PROBLEM DESCRIPTION — Line by line, retype the material with nothing left out.

INFORMATION PROVIDED —
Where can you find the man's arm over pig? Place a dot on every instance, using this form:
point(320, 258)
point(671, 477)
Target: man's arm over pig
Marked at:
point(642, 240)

ANSWER BELOW —
Where can you find the man's arm over pig? Place a dot on every instance, using this form:
point(320, 258)
point(671, 477)
Target: man's arm over pig
Marked at:
point(642, 240)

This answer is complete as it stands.